▽
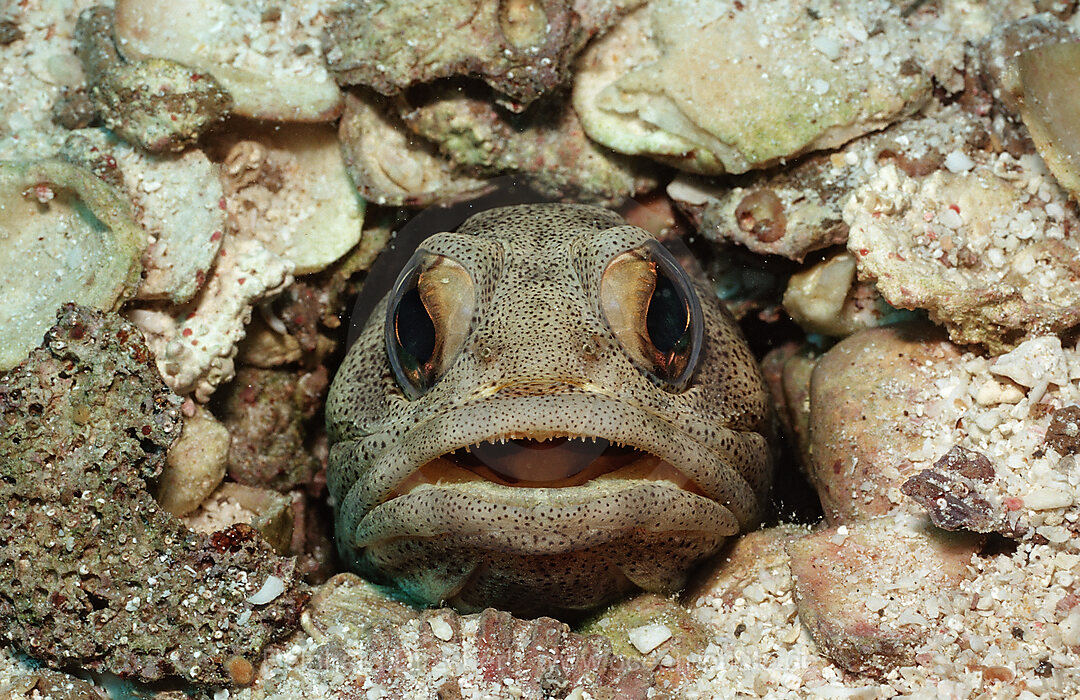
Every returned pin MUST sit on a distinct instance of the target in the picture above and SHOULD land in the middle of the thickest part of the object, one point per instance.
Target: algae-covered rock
(159, 105)
(983, 245)
(268, 56)
(92, 570)
(1051, 107)
(269, 414)
(389, 164)
(288, 187)
(522, 48)
(175, 198)
(65, 236)
(712, 88)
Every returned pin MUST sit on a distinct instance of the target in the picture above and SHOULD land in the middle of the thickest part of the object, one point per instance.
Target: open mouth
(554, 462)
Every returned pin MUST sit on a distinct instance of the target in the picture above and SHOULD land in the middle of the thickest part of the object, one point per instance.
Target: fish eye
(428, 317)
(649, 304)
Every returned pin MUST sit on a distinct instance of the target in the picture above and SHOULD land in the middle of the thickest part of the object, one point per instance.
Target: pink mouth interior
(556, 462)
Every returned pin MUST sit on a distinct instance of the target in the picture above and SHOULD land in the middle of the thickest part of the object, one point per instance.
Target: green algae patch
(65, 236)
(713, 92)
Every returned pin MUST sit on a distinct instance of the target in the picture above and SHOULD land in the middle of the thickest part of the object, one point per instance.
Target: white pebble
(958, 162)
(875, 603)
(441, 629)
(1048, 498)
(950, 218)
(648, 637)
(271, 589)
(1033, 362)
(828, 46)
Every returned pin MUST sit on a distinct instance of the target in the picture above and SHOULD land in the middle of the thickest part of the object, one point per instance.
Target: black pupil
(667, 318)
(413, 326)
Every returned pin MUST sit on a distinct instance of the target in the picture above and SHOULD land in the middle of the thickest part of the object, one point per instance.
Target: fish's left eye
(649, 304)
(428, 317)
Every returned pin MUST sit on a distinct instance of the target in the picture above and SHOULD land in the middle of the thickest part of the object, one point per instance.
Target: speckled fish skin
(538, 361)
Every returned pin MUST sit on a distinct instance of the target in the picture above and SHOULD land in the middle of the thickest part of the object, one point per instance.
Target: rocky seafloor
(885, 193)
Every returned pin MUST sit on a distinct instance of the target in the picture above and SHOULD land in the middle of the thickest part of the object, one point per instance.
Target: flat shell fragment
(157, 104)
(270, 64)
(547, 144)
(521, 48)
(176, 200)
(798, 209)
(1051, 107)
(734, 90)
(389, 164)
(985, 251)
(65, 236)
(288, 187)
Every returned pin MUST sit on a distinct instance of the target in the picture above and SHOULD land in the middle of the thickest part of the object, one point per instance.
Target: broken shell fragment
(273, 69)
(806, 199)
(176, 200)
(547, 144)
(984, 247)
(827, 298)
(1051, 107)
(392, 166)
(194, 466)
(733, 91)
(64, 236)
(157, 104)
(522, 48)
(288, 187)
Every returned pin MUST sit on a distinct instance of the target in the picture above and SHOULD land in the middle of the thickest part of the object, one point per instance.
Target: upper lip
(706, 458)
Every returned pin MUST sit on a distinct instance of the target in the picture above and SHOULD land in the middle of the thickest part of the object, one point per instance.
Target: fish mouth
(551, 461)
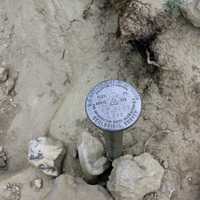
△
### [Exercise]
Transcribe exactly the line containing "Target: broken shell fragment" and every line after it through the end of the listing above; pictures are not part of the copy.

### [Exercise result]
Target: broken shell fragment
(273, 69)
(806, 199)
(176, 200)
(547, 144)
(984, 247)
(827, 298)
(1051, 107)
(392, 166)
(194, 466)
(733, 91)
(64, 236)
(157, 104)
(522, 48)
(288, 187)
Every returned pin MUST sit on a distinct instance of the target in the picture above and SHOULD land in the middle of the thickest part of the object, one point per instance.
Target: upper lip
(706, 458)
Every returned pin MUST sit on a distinct instance of the target in the picture above and SHOULD land in the middle of the thickest part of the object, one point per instance.
Target: fish mouth
(551, 461)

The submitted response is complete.